About this exercise ▸
Could you report every line from the entries that includes the word "building"?

================================

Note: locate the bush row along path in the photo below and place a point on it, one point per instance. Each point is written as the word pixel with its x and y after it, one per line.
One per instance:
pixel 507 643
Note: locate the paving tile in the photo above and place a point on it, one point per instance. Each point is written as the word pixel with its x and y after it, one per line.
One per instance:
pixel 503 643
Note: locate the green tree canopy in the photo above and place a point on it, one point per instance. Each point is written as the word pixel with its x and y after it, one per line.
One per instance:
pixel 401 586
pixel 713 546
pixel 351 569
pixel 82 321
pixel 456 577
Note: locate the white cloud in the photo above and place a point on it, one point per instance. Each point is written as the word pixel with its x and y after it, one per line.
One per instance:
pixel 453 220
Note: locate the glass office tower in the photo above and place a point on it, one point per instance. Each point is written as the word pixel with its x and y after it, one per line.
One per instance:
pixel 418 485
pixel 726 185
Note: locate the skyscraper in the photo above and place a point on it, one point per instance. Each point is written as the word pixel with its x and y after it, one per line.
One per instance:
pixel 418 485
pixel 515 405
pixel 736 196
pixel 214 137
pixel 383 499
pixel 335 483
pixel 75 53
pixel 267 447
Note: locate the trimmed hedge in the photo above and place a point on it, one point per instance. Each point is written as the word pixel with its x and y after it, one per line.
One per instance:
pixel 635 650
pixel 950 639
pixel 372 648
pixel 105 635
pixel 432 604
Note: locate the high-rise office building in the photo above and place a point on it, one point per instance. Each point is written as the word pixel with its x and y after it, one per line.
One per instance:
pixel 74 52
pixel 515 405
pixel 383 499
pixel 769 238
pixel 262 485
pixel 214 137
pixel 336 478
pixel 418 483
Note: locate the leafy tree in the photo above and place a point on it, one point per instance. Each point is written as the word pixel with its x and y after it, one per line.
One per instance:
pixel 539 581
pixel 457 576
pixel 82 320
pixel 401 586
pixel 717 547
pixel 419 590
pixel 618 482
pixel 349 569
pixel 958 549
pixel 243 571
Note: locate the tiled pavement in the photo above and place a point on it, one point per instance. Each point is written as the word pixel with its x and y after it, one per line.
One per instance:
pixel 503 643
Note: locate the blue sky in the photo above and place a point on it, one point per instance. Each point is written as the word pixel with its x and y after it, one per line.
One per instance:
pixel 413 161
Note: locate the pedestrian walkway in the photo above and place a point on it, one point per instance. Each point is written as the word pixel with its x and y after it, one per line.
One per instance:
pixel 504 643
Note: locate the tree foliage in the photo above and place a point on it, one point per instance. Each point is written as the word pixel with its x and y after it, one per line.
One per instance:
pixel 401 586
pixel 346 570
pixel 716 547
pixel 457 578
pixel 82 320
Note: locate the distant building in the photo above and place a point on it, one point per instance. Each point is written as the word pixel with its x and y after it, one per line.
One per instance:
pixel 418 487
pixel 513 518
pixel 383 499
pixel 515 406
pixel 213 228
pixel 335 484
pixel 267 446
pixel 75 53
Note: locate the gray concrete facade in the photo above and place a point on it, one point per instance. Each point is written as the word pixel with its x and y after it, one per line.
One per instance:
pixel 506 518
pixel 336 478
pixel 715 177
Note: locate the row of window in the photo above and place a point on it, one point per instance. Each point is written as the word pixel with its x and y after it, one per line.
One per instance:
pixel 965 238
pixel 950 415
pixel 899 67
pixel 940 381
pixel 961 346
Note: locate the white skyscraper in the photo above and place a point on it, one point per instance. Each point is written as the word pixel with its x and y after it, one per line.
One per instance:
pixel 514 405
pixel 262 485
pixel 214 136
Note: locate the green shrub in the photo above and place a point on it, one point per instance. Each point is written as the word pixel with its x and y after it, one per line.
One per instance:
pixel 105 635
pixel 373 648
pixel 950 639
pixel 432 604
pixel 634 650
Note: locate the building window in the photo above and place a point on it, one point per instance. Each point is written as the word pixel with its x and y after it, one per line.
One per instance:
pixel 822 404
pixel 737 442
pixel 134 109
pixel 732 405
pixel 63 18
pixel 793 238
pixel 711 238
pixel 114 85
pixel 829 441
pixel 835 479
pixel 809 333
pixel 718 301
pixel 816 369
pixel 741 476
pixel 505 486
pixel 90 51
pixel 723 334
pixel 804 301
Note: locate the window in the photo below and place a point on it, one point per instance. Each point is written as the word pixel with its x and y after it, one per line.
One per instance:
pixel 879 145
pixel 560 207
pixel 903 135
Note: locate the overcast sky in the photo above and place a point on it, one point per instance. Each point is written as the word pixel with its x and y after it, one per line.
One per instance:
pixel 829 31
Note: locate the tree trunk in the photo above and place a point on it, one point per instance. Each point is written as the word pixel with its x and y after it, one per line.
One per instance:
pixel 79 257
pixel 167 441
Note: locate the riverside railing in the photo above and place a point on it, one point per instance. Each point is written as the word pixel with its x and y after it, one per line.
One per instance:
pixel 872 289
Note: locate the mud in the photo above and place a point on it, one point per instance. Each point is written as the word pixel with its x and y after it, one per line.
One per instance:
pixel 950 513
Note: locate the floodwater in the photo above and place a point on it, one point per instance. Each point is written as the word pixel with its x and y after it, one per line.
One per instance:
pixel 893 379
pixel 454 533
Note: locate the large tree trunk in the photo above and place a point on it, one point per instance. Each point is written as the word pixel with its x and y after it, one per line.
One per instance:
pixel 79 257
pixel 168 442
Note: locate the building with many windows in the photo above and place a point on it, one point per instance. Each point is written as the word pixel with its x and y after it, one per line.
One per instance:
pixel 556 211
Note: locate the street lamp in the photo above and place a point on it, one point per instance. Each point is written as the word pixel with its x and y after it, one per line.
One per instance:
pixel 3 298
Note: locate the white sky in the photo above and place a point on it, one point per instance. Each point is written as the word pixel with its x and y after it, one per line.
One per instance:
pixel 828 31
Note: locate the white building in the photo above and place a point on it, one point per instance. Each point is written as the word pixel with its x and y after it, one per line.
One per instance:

================================

Exercise result ▸
Note: locate the high-rise office building in the photo above and place a point on it, one point per instance. Each point is written as the word pixel with its x and y after it, one per line.
Note: locate the distant building in the photo above and place a point on it, one point per instance. Each point is written as the word pixel with its x and y after it, one per line.
Note: locate the building window in the photo above and place a point on it, one point per instance. Each point is written as the word pixel with its x and y after it, one per line.
Note: locate the building with many windows in the photo above and place a point on it, one point per instance. Each point is written as the word pixel with its x and y after it, one per line.
Note: locate the white building in the photo above and place a point on it, one point per instance. Each point is written as the word pixel with its x and y after it, one per line.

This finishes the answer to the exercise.